Exercises to complete »
a) In the XML guide, what is it called when an element starts inside another element and ends outside it?
b) Reproduce the XML guide word for word, beginning at the words "If we were to" and stopping after "allowed in XML.".

Passage given »
┌──

If you have questions after reading this guide, please contact Dan Tracy (dtracy@illinois.edu), head of Scholarly Communication and Publishing.
For assistance with XML or other digital humanities tools and resources, don't hesitate to contact the Scholarly Commons staff by email (sc@library.illinois.edu) or call 217-244-1331. For more information, visit the Scholarly Commons.
Like HTML, XML marks the beginning and ends of sections of text using tags:
<sentence>This is a sentence.</sentence>
In this example, "sentence" is what XML calls an element. Elements can be considered the nouns of XML. The sentence element is tagged with <..> at the beginning and ends with </..>.
XML is based on nested structure, which means that elements cannot overlap. That is, each element must be contained entirely within another. For example:
<sentence>XML is <emphasis>fun.</emphasis></sentence>
Here, the <emphasis> tag opens and closes inside of the <sentence> tag.
If we were to do this incorrectly, it might look like this:
<sentence>XML is <emphasis>fun.</sentence></emphasis>
Here, the <emphasis> tag starts inside the <sentence> tag, and ends outside it. This is called overlap and it is not allowed in XML.

└──

Photo-based point labeling data »
┌──

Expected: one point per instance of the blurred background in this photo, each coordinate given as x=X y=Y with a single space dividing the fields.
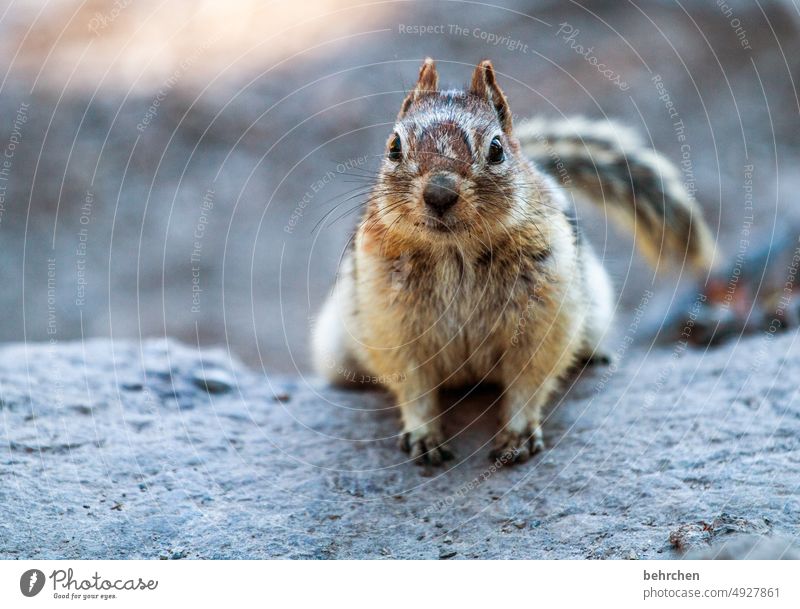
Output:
x=181 y=169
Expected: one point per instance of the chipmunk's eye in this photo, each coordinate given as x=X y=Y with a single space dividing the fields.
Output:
x=496 y=154
x=395 y=149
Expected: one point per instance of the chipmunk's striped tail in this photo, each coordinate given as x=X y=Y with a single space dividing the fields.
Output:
x=635 y=185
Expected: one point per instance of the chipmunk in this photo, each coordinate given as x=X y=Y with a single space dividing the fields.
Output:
x=467 y=266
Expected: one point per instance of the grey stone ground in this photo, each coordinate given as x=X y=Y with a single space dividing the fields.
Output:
x=116 y=450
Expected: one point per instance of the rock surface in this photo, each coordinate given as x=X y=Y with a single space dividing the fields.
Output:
x=115 y=450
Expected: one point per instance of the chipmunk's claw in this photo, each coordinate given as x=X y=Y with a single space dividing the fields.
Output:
x=515 y=447
x=427 y=448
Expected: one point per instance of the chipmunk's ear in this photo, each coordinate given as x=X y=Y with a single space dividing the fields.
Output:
x=484 y=85
x=427 y=82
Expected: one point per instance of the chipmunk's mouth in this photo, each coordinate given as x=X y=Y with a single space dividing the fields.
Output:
x=442 y=226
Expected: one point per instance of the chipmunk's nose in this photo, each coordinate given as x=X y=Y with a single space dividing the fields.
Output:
x=441 y=193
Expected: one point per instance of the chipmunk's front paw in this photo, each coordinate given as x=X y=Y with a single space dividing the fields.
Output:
x=426 y=447
x=517 y=446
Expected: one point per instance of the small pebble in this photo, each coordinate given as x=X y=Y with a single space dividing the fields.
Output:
x=213 y=381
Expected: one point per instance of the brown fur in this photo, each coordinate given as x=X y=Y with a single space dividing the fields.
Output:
x=500 y=288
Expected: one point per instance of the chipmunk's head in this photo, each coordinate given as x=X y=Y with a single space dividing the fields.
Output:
x=452 y=164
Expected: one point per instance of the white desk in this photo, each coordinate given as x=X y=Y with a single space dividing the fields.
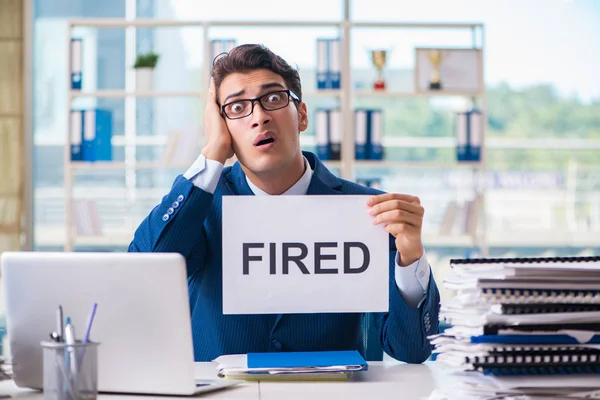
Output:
x=383 y=380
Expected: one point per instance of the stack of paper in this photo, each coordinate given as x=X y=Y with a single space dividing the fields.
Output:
x=291 y=365
x=533 y=317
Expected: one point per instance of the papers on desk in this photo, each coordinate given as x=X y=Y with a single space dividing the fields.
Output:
x=515 y=321
x=291 y=365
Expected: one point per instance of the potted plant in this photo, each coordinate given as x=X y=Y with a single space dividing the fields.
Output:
x=144 y=70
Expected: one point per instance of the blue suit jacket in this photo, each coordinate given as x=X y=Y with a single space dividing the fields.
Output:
x=193 y=229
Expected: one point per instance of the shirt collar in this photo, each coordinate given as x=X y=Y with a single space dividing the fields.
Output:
x=298 y=188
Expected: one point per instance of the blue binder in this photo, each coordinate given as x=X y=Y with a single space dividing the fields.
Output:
x=76 y=63
x=344 y=358
x=76 y=135
x=375 y=133
x=97 y=135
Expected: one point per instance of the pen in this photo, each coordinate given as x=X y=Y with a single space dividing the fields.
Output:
x=88 y=328
x=70 y=339
x=59 y=323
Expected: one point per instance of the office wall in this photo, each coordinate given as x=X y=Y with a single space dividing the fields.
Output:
x=11 y=123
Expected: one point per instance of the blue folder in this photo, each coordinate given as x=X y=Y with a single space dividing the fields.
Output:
x=307 y=359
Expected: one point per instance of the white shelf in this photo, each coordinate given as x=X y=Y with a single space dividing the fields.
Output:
x=123 y=93
x=554 y=238
x=82 y=165
x=414 y=164
x=431 y=93
x=157 y=23
x=346 y=166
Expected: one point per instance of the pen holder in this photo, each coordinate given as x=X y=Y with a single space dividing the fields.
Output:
x=70 y=370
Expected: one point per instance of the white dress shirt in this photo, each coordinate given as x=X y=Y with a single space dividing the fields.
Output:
x=412 y=280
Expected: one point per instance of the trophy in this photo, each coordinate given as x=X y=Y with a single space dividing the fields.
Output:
x=379 y=58
x=435 y=58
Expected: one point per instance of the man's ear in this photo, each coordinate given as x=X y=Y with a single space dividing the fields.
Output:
x=302 y=117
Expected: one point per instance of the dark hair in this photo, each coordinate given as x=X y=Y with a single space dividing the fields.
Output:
x=249 y=57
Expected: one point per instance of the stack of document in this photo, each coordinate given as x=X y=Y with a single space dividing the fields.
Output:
x=291 y=365
x=524 y=316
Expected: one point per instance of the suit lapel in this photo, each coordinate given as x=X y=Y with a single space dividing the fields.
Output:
x=236 y=181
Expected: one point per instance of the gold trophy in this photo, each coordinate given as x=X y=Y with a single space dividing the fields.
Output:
x=435 y=58
x=379 y=58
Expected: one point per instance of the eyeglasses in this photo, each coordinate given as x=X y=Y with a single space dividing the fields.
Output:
x=270 y=102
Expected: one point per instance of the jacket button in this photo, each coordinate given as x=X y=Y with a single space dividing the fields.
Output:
x=277 y=344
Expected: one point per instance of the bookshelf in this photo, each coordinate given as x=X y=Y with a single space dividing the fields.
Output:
x=347 y=166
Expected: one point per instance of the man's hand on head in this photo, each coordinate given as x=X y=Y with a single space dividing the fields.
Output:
x=219 y=145
x=403 y=218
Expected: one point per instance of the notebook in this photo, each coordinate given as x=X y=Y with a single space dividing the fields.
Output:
x=522 y=316
x=291 y=365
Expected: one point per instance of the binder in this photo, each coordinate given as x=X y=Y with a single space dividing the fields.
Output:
x=515 y=339
x=360 y=134
x=335 y=134
x=559 y=307
x=76 y=135
x=462 y=144
x=376 y=131
x=321 y=133
x=475 y=135
x=219 y=46
x=322 y=63
x=335 y=54
x=76 y=62
x=97 y=135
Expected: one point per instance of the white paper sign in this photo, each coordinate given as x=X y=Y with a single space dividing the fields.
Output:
x=328 y=255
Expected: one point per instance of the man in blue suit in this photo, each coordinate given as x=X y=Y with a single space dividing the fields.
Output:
x=255 y=111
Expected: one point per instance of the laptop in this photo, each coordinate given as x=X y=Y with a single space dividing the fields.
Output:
x=142 y=320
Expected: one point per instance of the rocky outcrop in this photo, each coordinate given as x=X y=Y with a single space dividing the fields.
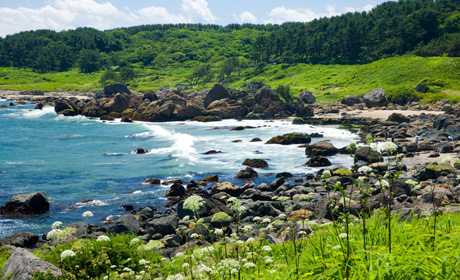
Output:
x=290 y=138
x=23 y=265
x=26 y=204
x=375 y=98
x=307 y=97
x=321 y=148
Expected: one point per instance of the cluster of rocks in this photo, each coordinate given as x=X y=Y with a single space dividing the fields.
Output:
x=117 y=101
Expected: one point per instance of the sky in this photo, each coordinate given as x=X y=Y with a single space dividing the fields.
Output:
x=25 y=15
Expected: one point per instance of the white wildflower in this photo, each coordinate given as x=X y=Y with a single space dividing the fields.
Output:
x=87 y=214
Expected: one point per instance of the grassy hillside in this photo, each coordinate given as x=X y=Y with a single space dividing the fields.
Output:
x=398 y=76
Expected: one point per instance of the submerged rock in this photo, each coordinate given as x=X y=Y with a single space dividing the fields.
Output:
x=26 y=204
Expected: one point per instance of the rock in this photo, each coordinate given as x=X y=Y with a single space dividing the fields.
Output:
x=397 y=117
x=318 y=161
x=255 y=163
x=227 y=188
x=20 y=239
x=212 y=152
x=140 y=151
x=350 y=100
x=26 y=204
x=210 y=207
x=113 y=89
x=248 y=173
x=152 y=181
x=164 y=225
x=307 y=97
x=127 y=224
x=216 y=93
x=176 y=190
x=23 y=265
x=290 y=138
x=368 y=155
x=375 y=98
x=266 y=93
x=321 y=148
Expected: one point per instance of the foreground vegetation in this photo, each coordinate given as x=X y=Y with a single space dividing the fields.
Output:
x=318 y=255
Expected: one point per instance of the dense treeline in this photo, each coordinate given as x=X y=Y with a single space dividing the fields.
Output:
x=421 y=27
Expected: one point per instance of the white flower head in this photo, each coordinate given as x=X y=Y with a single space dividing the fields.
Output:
x=103 y=238
x=56 y=225
x=87 y=214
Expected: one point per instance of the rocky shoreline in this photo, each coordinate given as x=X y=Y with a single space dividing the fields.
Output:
x=422 y=140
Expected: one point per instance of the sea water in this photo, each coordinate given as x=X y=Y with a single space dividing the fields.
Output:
x=74 y=159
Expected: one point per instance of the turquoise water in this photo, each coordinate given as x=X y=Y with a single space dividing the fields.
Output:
x=74 y=159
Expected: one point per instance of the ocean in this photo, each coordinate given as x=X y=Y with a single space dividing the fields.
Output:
x=74 y=159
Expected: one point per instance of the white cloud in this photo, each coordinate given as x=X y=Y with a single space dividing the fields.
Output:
x=198 y=9
x=245 y=17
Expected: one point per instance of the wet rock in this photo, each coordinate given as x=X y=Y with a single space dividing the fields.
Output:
x=255 y=163
x=248 y=173
x=321 y=148
x=26 y=204
x=20 y=239
x=290 y=138
x=318 y=161
x=140 y=151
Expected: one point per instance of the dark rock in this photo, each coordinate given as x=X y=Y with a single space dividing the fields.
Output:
x=127 y=224
x=375 y=98
x=152 y=181
x=20 y=239
x=140 y=151
x=321 y=148
x=307 y=97
x=318 y=161
x=216 y=93
x=248 y=173
x=290 y=138
x=24 y=265
x=368 y=155
x=350 y=100
x=255 y=163
x=26 y=204
x=176 y=190
x=164 y=225
x=399 y=118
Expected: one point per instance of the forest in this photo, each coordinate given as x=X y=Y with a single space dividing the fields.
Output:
x=418 y=27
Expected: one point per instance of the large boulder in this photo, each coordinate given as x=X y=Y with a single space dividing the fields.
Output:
x=26 y=204
x=20 y=239
x=290 y=138
x=23 y=265
x=321 y=148
x=127 y=224
x=266 y=93
x=375 y=98
x=216 y=93
x=368 y=155
x=307 y=97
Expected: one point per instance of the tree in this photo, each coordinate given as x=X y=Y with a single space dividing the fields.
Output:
x=89 y=61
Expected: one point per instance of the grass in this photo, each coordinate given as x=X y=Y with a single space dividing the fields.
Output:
x=397 y=76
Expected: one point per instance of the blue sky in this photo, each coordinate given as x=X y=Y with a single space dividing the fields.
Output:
x=22 y=15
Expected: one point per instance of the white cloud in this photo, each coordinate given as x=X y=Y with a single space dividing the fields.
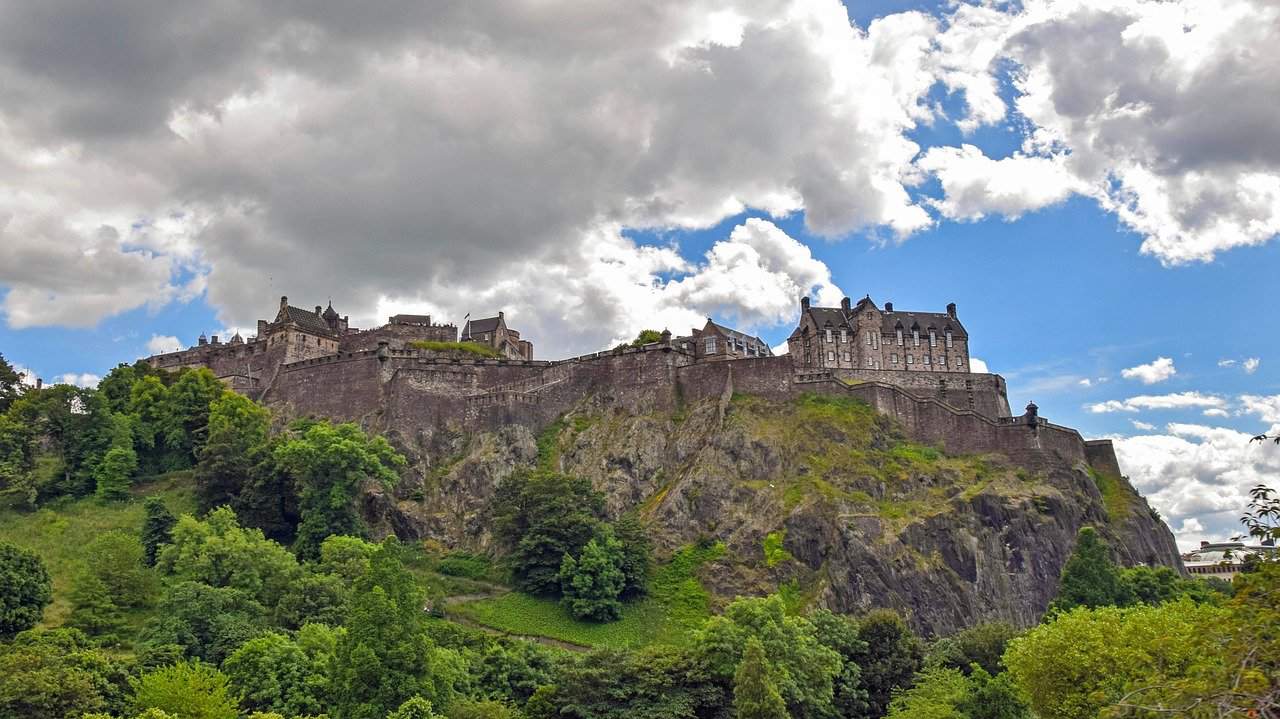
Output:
x=160 y=344
x=1155 y=371
x=1161 y=111
x=1198 y=476
x=85 y=379
x=1176 y=401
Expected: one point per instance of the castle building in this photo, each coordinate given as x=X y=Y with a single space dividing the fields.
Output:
x=864 y=337
x=493 y=331
x=716 y=342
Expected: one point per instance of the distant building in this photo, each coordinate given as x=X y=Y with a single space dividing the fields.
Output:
x=1224 y=559
x=717 y=342
x=864 y=337
x=493 y=331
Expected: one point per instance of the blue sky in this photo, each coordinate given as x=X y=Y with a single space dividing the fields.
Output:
x=568 y=173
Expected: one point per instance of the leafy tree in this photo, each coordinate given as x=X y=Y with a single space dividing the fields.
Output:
x=804 y=669
x=385 y=656
x=156 y=529
x=415 y=708
x=119 y=562
x=218 y=552
x=1086 y=660
x=635 y=560
x=10 y=384
x=540 y=517
x=59 y=674
x=274 y=673
x=590 y=585
x=206 y=622
x=92 y=608
x=894 y=655
x=329 y=463
x=26 y=589
x=650 y=683
x=841 y=635
x=1089 y=578
x=234 y=448
x=191 y=690
x=754 y=694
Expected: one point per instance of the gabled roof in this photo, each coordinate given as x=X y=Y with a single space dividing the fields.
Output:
x=305 y=319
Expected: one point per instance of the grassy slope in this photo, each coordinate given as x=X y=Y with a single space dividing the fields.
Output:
x=60 y=531
x=676 y=605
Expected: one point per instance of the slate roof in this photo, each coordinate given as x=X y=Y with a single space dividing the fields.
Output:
x=305 y=319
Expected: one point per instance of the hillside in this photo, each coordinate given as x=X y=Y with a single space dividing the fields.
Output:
x=817 y=497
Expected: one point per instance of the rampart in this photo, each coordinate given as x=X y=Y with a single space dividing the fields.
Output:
x=410 y=390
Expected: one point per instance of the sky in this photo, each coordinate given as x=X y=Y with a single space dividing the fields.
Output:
x=1096 y=183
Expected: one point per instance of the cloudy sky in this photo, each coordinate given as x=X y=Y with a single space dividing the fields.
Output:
x=1095 y=182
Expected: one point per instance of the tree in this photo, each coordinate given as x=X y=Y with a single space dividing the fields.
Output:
x=894 y=655
x=329 y=463
x=274 y=673
x=191 y=690
x=1089 y=578
x=59 y=674
x=540 y=517
x=385 y=655
x=24 y=589
x=156 y=529
x=804 y=669
x=590 y=585
x=234 y=448
x=754 y=694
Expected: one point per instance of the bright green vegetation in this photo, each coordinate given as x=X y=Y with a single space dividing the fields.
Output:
x=676 y=605
x=60 y=531
x=467 y=347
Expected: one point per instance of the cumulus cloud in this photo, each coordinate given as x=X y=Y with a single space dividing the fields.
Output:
x=1198 y=476
x=1161 y=111
x=437 y=155
x=1155 y=371
x=1176 y=401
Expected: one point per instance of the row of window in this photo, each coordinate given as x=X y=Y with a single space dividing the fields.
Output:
x=873 y=338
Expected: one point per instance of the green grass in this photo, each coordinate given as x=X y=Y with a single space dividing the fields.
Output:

└──

Complete answers »
a) Overlap, which is not allowed in XML.

b)
If we were to do this incorrectly, it might look like this:
<sentence>XML is <emphasis>fun.</sentence></emphasis>
Here, the <emphasis> tag starts inside the <sentence> tag, and ends outside it. This is called overlap and it is not allowed in XML.